------ EXCERPTED RECORDS ------

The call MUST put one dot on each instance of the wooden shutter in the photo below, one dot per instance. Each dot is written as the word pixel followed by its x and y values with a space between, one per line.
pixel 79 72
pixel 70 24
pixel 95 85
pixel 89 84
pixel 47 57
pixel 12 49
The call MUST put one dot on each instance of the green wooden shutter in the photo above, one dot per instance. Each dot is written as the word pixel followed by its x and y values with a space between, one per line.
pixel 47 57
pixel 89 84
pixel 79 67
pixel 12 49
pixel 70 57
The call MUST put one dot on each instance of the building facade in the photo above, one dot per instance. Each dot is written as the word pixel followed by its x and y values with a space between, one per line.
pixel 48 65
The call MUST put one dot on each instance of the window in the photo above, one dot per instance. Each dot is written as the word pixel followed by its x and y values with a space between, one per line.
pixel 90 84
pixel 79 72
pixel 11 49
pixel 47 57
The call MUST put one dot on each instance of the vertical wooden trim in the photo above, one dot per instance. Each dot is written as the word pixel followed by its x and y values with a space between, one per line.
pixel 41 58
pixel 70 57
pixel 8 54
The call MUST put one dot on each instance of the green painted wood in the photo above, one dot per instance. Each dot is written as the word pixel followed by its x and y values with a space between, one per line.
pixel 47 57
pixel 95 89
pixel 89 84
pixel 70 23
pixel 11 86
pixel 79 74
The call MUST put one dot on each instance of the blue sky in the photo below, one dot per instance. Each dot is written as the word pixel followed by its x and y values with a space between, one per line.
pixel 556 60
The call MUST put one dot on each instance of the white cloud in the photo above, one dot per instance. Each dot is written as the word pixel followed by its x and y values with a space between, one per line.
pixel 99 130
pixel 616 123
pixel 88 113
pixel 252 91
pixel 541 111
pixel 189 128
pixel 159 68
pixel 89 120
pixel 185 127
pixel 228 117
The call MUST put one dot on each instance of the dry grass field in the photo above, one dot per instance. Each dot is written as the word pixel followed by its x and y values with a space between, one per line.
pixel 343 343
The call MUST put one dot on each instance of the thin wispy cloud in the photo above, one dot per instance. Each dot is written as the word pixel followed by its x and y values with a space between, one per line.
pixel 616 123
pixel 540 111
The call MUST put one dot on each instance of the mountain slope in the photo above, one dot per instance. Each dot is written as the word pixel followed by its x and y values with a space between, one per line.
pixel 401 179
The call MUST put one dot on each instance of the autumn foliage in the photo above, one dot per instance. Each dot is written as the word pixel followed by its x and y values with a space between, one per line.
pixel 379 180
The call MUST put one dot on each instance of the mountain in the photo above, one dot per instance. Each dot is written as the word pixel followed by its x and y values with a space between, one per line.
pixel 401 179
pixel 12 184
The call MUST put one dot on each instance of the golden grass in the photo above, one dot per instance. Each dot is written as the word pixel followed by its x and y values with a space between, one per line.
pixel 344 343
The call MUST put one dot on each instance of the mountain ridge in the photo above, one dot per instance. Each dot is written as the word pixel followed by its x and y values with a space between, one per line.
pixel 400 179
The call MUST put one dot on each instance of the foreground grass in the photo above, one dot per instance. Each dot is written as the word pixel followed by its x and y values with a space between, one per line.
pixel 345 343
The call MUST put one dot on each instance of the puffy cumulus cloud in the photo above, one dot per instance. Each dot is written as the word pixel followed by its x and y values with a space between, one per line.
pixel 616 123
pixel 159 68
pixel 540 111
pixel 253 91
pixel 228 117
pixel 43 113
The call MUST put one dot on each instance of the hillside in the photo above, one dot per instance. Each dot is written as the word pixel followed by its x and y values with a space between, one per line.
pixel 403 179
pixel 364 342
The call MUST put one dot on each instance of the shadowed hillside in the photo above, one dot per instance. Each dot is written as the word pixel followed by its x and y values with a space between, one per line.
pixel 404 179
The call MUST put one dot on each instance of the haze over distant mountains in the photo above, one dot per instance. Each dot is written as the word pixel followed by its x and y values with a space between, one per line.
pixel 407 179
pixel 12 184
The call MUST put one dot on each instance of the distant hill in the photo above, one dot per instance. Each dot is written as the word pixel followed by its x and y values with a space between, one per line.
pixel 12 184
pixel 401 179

------

**TASK GOAL:**
Write out each record exactly, without addition or omission.

**RESULT OF THE EXERCISE:**
The call MUST put one dot on each instance of the wooden shutter in the photo below, one dot per instance. Each dot is written as the word pixel followed by its x and y values with a space between, one per line.
pixel 79 72
pixel 70 24
pixel 95 85
pixel 89 84
pixel 47 57
pixel 12 49
The call MUST put one dot on each instance of the green wooden shutter in the photo above, one dot per instance. Each dot is written as the word pixel followed by its x and y values with a space between, one per line.
pixel 47 57
pixel 89 84
pixel 79 67
pixel 12 49
pixel 70 57
The call MUST put one dot on each instance of the building facade in the photo above, one dot per instance. Each dot is written as the word pixel followed by its x and y values with a space between, one per line.
pixel 48 65
The call MUST put one dot on each instance of the window in the photo above, one dot per instance. Each dot is written as the word pixel followed by its x and y values with a space between, one per line.
pixel 90 84
pixel 79 72
pixel 11 49
pixel 47 57
The call MUST put one dot on each instance of the vertical wooden trim in the photo above, one dot per instance. Each dot is written as the word pixel followed by its x and y values with a space between, one per line.
pixel 41 58
pixel 70 57
pixel 8 54
The call MUST put one dot on each instance of the green painted wood in the photo above, one dot per instance. Each dot is written as the word pixel followed by its x and y values with a space between, one per line.
pixel 47 57
pixel 95 89
pixel 89 84
pixel 70 23
pixel 11 86
pixel 79 74
The call MUST put one dot on each instance of the blue sky in the photo below, one dot per instance. Each dot is written as the word pixel followed by its x and y values with a space between, one per line.
pixel 556 60
The call MUST put one dot on each instance of the white cloud in the photo above, one dot per instance. Each dot is written as the word pixel followed by its x and y values with a space between, one per line.
pixel 99 130
pixel 616 123
pixel 88 113
pixel 252 91
pixel 541 111
pixel 189 128
pixel 159 68
pixel 89 120
pixel 185 127
pixel 228 117
The call MUST put one dot on each instance of the dry grass field in the photo above, one dot per instance. Each dot is written as the word pixel followed by its x and y values with a space between, one per line.
pixel 343 343
The call MUST put one dot on each instance of the thin wispy cloud in the photo above, one dot per instance. Each dot is written as the word pixel followed by its x and y values with a space between, one per line.
pixel 616 123
pixel 540 111
The call MUST put one dot on each instance of the mountain slope in the photo above, one dot per instance. Each dot is written as the word pixel followed by its x and y values with a space between, one per line.
pixel 401 179
The call MUST put one dot on each instance of the autumn foliage in the photo above, one dot per instance. Each dot is written as the word pixel followed by its x and y values with a space between, one per line.
pixel 379 180
The call MUST put one dot on each instance of the mountain in the photo above, one dot per instance. Each dot is written as the word pixel followed by its x and y values with a space between, one per line.
pixel 401 179
pixel 12 184
The call MUST put one dot on each instance of the golden grass in the photo above, one dot per instance. Each dot is written as the word pixel followed by its x and y values with a space between, one per line.
pixel 344 343
The call MUST put one dot on each instance of the mountain ridge in the photo above, one dot per instance. Each dot is written as the word pixel followed by its x and y values with a space between, one per line.
pixel 400 179
The call MUST put one dot on each instance of the foreground grass in the photo above, one dot per instance. Each dot is written as the word pixel followed by its x and y values with a space between, one per line.
pixel 345 343
The call MUST put one dot on each instance of the puffy cumulus cloud in the photo above, one dot per instance. Each dot is written as the word pixel followed by its x and y values with a space between, one per line.
pixel 616 123
pixel 159 68
pixel 540 111
pixel 253 91
pixel 228 117
pixel 43 113
The call MUST put one dot on each instance of the hillside in the photo above, one dot per instance. Each dot is written as the word pixel followed by its x and y values with a space between, one per line.
pixel 403 179
pixel 364 342
The call MUST put one dot on each instance of the shadowed hillside in the photo above, one dot per instance. Each dot is written as the word pixel followed by its x and y values with a space between, one per line.
pixel 404 179
The call MUST put one dot on each instance of the haze over distant mountains in the photo above, one dot per instance. Each dot is written as the word pixel followed by its x and y values with a space between, one per line.
pixel 407 179
pixel 12 184
The call MUST put one dot on each instance of the distant hill in the photo above, one dot per instance. Each dot is written as the word pixel followed by its x and y values with a space between, one per line.
pixel 12 184
pixel 401 179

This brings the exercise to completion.